• **УСЛОВИЕ ЗАДАЧИ A**:
Ответьте по фрагменту источника ниже:
(i) Что Протагор считает высшей инстанцией?
(ii) Из какого диалога явствует этот взгляд Протагора?
(iii) Какую величину Леонардо делает константной мерой изменчивого бытия?
• **УСЛОВИЕ ЗАДАЧИ B**: Продолжите приведенный ниже текст о Протагоре, Платоне и Леонардо, начав сразу после его последнего предложения.

• **ФРАГМЕНТ ИСТОЧНИКА**:

Тезис агностика можно толковать как опровержение этико-политических норм, но это не означает, что в центр мироздания помещен человек. Человеком измеряют пространство, но сам человек не в центре пространства. Протагор (так явствует из его диалога с Сократом, зафиксированного Платоном) считает, что высшей инстанцией является общество, его правила. Просто таковые не зависят от божественной морали, нормы возникают как правила игры. Это никак не совпадает с платоновским (и сократовским) взглядом на вещи, согласно которому республика должна быть устроена так, чтобы наилучшим образом соответствовать закону универсального Блага.
Рассуждение о Протагоре и Платоне кажется излишне долгим – зачем оно, если речь идет о живописи Леонардо? Но Леонардо был философом; и помыслить невозможно, что своего «витрувианского человека» он рисовал без отсылки к Протагору, что свои опыты он проводил, не думая о том, что критерий истины (то есть прекрасного) узнается опытным путем. Леонардо поворачивает мысль Протагора таким образом, что делает изменчивую величину «человек» константной мерой изменчивого бытия.

• **ПРЕДОСТАВЛЕННЫЕ ЗАПИСИ**:
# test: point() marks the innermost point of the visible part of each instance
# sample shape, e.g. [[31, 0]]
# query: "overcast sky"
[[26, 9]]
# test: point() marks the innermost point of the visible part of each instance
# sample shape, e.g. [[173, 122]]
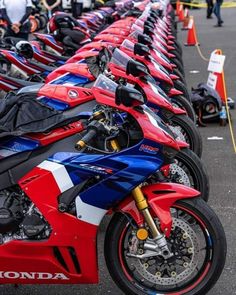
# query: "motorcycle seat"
[[62, 58], [21, 82], [42, 66]]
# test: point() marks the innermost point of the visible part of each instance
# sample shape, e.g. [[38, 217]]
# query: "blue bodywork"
[[119, 173]]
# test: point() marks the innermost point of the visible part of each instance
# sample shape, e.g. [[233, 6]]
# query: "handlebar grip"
[[86, 139]]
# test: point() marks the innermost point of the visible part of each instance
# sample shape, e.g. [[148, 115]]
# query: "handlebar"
[[86, 139]]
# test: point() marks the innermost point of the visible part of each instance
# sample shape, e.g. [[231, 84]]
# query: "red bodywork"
[[51, 42], [152, 97], [73, 68]]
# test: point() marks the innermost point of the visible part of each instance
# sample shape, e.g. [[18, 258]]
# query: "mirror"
[[144, 39], [148, 30], [136, 69], [148, 23], [151, 19], [128, 96], [141, 49]]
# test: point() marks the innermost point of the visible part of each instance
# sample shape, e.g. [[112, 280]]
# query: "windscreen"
[[120, 58], [128, 45]]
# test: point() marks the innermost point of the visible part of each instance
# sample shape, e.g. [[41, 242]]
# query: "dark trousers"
[[210, 6], [77, 8], [216, 10]]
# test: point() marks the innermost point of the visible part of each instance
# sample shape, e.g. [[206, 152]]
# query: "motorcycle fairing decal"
[[54, 103], [85, 212], [7, 85], [69, 79], [89, 213], [21, 63], [16, 145], [59, 173], [111, 188]]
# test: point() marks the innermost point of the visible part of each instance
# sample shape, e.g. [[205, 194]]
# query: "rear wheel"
[[197, 242], [181, 102], [187, 131], [189, 170]]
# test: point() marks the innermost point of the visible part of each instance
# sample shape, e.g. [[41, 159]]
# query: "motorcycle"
[[161, 239]]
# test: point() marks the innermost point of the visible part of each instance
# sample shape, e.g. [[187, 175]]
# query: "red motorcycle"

• **ОЖИДАЕМЫЙ ОТВЕТ A**:
(i) Общество, его правила.
(ii) Из диалога Протагора с Сократом, зафиксированного Платоном.
(iii) Изменчивую величину «человек».

• **ОЖИДАЕМЫЙ ОТВЕТ B**:
Так возникает идеальный герой Леонардо – причем это скорее героиня; по причинам, о которых надо говорить несколько позже, идеал человека, согласно Леонардо, воплощен в женщине. Она прекрасна и очень хороша; затруднительно применить к облику Моны Лизы, Изабеллы д'Эсте, Чечилии прилагательные «добрая», «милосердная», «отзывчивая», словом, все те эпитеты, коими мы награждаем героинь Рембрандта или Беллини. Герой (героиня) Леонардо совершенен; но это совершенство пребывает вне моральных оценок; возможно, совершенство их подразумевает.
Моральный герой (наподобие Давида Микеланджело) как результат опытов появиться не может – но возникает условный, идеальный леонардовский человек, используемый для выяснения разных вещей, в том числе и выяснения того, что есть мораль. Мораль леонардовскому человеку («мере всех вещей») не свойственна; но не потому, что этот человек аморален.
Герой Леонардо как бы до-морален; он находится в процессе понимания того, что есть мораль. Добродетель дается человеку как результат познания; вероятно, это может оспорить тот, кто воспитан в рамках нравственного закона и не может его нарушить по определению. Но Протагор и Леонардо утверждают любое знание, в том числе знание морали, работой. Мораль, согласно Протагору, не дается априорно.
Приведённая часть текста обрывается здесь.